### [Directions for this task]
Set out every line of the records below as a numbered list, omitting any blank lines.

### [Data to use]
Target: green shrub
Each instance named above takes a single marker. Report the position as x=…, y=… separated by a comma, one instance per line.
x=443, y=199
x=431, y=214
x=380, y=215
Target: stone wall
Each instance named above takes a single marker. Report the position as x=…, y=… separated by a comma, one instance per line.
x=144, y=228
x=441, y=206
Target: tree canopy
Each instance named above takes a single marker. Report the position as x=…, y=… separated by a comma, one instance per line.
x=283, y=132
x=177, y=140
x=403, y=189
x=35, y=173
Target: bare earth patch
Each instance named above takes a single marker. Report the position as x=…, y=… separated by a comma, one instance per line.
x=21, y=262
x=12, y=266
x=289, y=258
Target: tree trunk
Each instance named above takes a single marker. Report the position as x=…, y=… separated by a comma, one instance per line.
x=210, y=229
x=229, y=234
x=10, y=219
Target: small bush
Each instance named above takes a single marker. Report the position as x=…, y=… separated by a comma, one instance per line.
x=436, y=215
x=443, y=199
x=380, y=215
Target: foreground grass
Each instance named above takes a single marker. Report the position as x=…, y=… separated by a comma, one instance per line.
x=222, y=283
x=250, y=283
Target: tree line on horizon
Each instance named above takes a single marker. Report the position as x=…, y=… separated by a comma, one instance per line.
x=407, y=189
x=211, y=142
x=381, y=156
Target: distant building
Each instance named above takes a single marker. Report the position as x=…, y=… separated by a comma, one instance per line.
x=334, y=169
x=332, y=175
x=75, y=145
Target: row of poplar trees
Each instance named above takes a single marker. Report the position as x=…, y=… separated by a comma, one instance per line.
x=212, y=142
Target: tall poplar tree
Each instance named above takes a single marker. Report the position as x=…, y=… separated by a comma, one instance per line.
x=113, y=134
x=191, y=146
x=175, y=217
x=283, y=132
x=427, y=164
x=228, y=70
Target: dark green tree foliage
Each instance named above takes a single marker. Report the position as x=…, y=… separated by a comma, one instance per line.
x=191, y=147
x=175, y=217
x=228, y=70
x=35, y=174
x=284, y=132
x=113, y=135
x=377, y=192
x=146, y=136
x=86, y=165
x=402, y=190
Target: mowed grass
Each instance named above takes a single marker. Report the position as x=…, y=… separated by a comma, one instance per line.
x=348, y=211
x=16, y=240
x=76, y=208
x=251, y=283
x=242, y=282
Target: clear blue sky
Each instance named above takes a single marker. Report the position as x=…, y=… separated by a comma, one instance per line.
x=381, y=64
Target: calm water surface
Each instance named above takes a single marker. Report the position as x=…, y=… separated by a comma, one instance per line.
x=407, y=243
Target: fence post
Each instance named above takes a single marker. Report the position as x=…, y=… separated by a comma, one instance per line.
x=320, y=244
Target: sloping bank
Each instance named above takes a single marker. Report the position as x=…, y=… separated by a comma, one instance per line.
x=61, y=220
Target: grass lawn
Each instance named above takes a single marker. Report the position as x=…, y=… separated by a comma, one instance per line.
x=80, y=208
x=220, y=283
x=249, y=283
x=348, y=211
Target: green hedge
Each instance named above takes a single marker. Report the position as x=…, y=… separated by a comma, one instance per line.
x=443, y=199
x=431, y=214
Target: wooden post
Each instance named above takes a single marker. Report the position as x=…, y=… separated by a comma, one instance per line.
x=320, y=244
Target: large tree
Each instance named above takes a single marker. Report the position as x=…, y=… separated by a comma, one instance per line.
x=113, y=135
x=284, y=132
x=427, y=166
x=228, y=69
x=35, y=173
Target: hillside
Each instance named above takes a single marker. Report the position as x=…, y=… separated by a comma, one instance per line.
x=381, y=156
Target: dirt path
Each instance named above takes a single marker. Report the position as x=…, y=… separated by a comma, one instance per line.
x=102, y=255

### [Result of this task]
1. Target: green shrub
2. Each instance named above takes a single marker. Report the position as x=…, y=… separated by a comma, one instance per line.
3. x=443, y=199
4. x=431, y=214
5. x=380, y=215
6. Target: stone wall
7. Each instance named above takes a single marker. Report the position as x=…, y=… separated by a comma, one instance per line.
8. x=144, y=228
9. x=441, y=206
10. Target: tree canopy
11. Each instance named above takes a single marker. Report the position as x=…, y=… separated by a comma, one instance per line.
12. x=283, y=132
13. x=177, y=140
14. x=403, y=189
15. x=35, y=173
16. Target: bare earth patch
17. Each instance named above takes a single marker. Report the position as x=…, y=… separated by a comma, one instance per line.
18. x=21, y=262
19. x=12, y=266
20. x=289, y=258
21. Target: tree trunk
22. Each instance named above takes a single marker. Report the position as x=…, y=… separated by a comma, one instance per line.
23. x=210, y=229
24. x=229, y=234
25. x=10, y=219
26. Target: small bush
27. Each instance named above takes a single marker. Report the position as x=…, y=… separated by a comma, one instance per line.
28. x=436, y=215
29. x=443, y=199
30. x=380, y=215
31. Target: foreground grass
32. Each instance named above takes a single marker. Report the position as x=…, y=… separated by a comma, one instance per line.
33. x=222, y=283
34. x=250, y=283
35. Target: tree line on horizon
36. Each instance named above takes a single marker. Report the position as x=…, y=… separated by a comma, one instance per line.
37. x=407, y=189
38. x=211, y=142
39. x=381, y=156
40. Target: distant building
41. Each instance named above takes a single marker. Report the position as x=…, y=… separated by a comma, one instance per line.
42. x=334, y=169
43. x=332, y=175
44. x=75, y=145
45. Target: row of poplar trees
46. Each instance named above takes a single marker. Report the position as x=…, y=… separated by a comma, one instance per line.
47. x=212, y=142
48. Target: tall poplar tree
49. Each instance named above takes a single marker. Report the position as x=…, y=… separated by a comma, one instance per line.
50. x=113, y=134
51. x=191, y=146
52. x=175, y=217
53. x=283, y=132
54. x=427, y=164
55. x=228, y=70
56. Target: dark green tree foliage
57. Each instance named above takes a single marker. Report the position as x=…, y=… separated by a comma, one instance per line.
58. x=191, y=147
59. x=175, y=217
60. x=228, y=70
61. x=35, y=174
62. x=284, y=132
63. x=113, y=135
64. x=377, y=192
65. x=146, y=136
66. x=86, y=165
67. x=402, y=190
68. Target: mowed grass
69. Each instance named above takes a single marker. Report the position as x=…, y=… separated by a comma, one instance per line.
70. x=348, y=211
71. x=16, y=240
72. x=76, y=208
73. x=251, y=283
74. x=242, y=282
75. Target: clear blue sky
76. Each instance named above takes a single marker. Report the position as x=…, y=… separated by a comma, one instance per line.
77. x=381, y=64
78. Target: calm water surface
79. Each instance named above takes a single marker. Report the position as x=…, y=… separated by a comma, one instance per line.
80. x=407, y=243
81. Target: fence post
82. Each instance named above takes a single marker. Report the position as x=…, y=… separated by a comma, one instance per line.
83. x=320, y=244
84. Target: sloping bank
85. Each instance named above takes a single marker. Report the position as x=…, y=… separated by a comma, one instance per line.
86. x=61, y=220
87. Target: grass lawn
88. Each instance named above takes a single marker. Report the position as x=…, y=… separated by a comma, one instance per line.
89. x=80, y=208
90. x=220, y=283
91. x=249, y=283
92. x=348, y=211
93. Target: green hedge
94. Each instance named above takes a single marker. Report the position as x=…, y=… separated by a comma, one instance per line.
95. x=443, y=199
96. x=431, y=214
97. Target: wooden post
98. Each instance named above takes a single marker. Report the position as x=…, y=… separated by a comma, one instance per line.
99. x=320, y=244
100. Target: large tree
101. Each instance named above takes a single marker. Report the position as x=…, y=… separated by a comma, one instance per line.
102. x=113, y=135
103. x=284, y=132
104. x=427, y=166
105. x=228, y=69
106. x=35, y=173
107. Target: hillside
108. Each instance named above takes a single marker. Report the position as x=…, y=… separated by a comma, one instance per line.
109. x=381, y=156
110. Target: dirt path
111. Each instance named above takes a single marker. Report the position as x=…, y=… separated by a comma, one instance per line.
112. x=102, y=255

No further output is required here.